*** TEXTO FORNECIDO
Caso da trabalhadora resgatada da escravidão na casa de desembargador

O Projeto Ação Integrada:Resgatando a Cidadania e a COETRAE-RJ repudiam a decisão judicial que permite o retorno da trabalhadora Sônia, resgatada de trabalho escravo doméstico em Santa Catarina, ao local de exploração, no caso, a casa dos patrões, ainda durante a investigação do caso.

O atendimento pós-resgate multidisciplinar que estava em andamento foi bruscamente interrompido.

A decisão ignora a impossibilidade de compreender a real vontade dela por conta de nunca ter sido alfabetizada na Língua Brasileira de Sinais (LIBRAS) ou em português. Também desconsidera o fato de que uma pessoa escravizada constrói vínculos reais com seus exploradores e isso não impede que uma situação grave de violações de direitos aconteça ou a necessidade dessa pessoa ser protegida.

A Comissão Estadual para Erradicação do Trabalho Escravo do Rio de Janeiro (COETRAE-RJ) publicou, no dia 15/09/2023, uma nota oficial repudiando a decisão judicial que permite o retorno da trabalhadora Sônia. A nota foi assinada por todas as organizações participantes na comissão. Faça download da nota aqui.
******
*** DADOS APRESENTADOS
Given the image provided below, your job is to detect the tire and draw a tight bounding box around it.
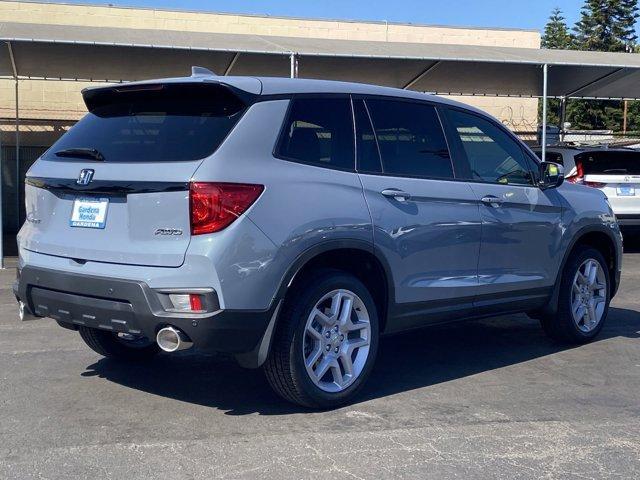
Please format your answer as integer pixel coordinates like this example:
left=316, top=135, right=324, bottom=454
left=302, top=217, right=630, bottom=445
******
OBJETIVOS:
1 – De acordo com o texto sobre a trabalhadora Sônia, em que data a COETRAE-RJ publicou a nota oficial de repúdio?
2 – Reproduza o trecho do texto sobre a trabalhadora Sônia que abre com as palavras "O Projeto Ação" e fecha com "pessoa ser protegida.".
3 – Escreva a continuação do texto sobre a trabalhadora Sônia a partir do ponto em que ele termina.

RESPOSTAS POR TAREFA:
1 – Em 15/09/2023.

2 –
O Projeto Ação Integrada:Resgatando a Cidadania e a COETRAE-RJ repudiam a decisão judicial que permite o retorno da trabalhadora Sônia, resgatada de trabalho escravo doméstico em Santa Catarina, ao local de exploração, no caso, a casa dos patrões, ainda durante a investigação do caso.

O atendimento pós-resgate multidisciplinar que estava em andamento foi bruscamente interrompido.

A decisão ignora a impossibilidade de compreender a real vontade dela por conta de nunca ter sido alfabetizada na Língua Brasileira de Sinais (LIBRAS) ou em português. Também desconsidera o fato de que uma pessoa escravizada constrói vínculos reais com seus exploradores e isso não impede que uma situação grave de violações de direitos aconteça ou a necessidade dessa pessoa ser protegida.

3 –
Nota de Repúdio da Comissão Estadual para Erradicação do Trabalho
Escravo do Rio de Janeiro (COETRAE-RJ):

A Comissão Estadual para Erradicação do Trabalho Escravo do Rio de Janeiro
(COETRAE-RJ) expressa sua veemente repulsa diante do recente julgado em
desfavor de Sônia Maria de Jesus, uma mulher negra, com deficiência auditiva,
privada do acesso à alfabetização e à língua brasileira de sinais (LIBRAS), que foi
encontrada pelas autoridades competentes trabalhando em condições análogas à
escravidão na residência de um Desembargador do Tribunal de Justiça de Santa
Catarina. Sua história é emblemática e revela a complexidade dos desafios que ainda
enfrentamos na luta contra essa prática.
Após uma operação conjunta do Ministério Público do Trabalho (MPT), da Polícia
Federal (PF) e da Auditoria Fiscal do Trabalho (AFT), Sônia foi encaminhada a uma
casa de acolhimento institucional, onde finalmente se encontrava em um ambiente de
cuidados e assistência à saúde física e mental. No entanto, é com indignação que
observamos o desenrolar dos acontecimentos posteriores.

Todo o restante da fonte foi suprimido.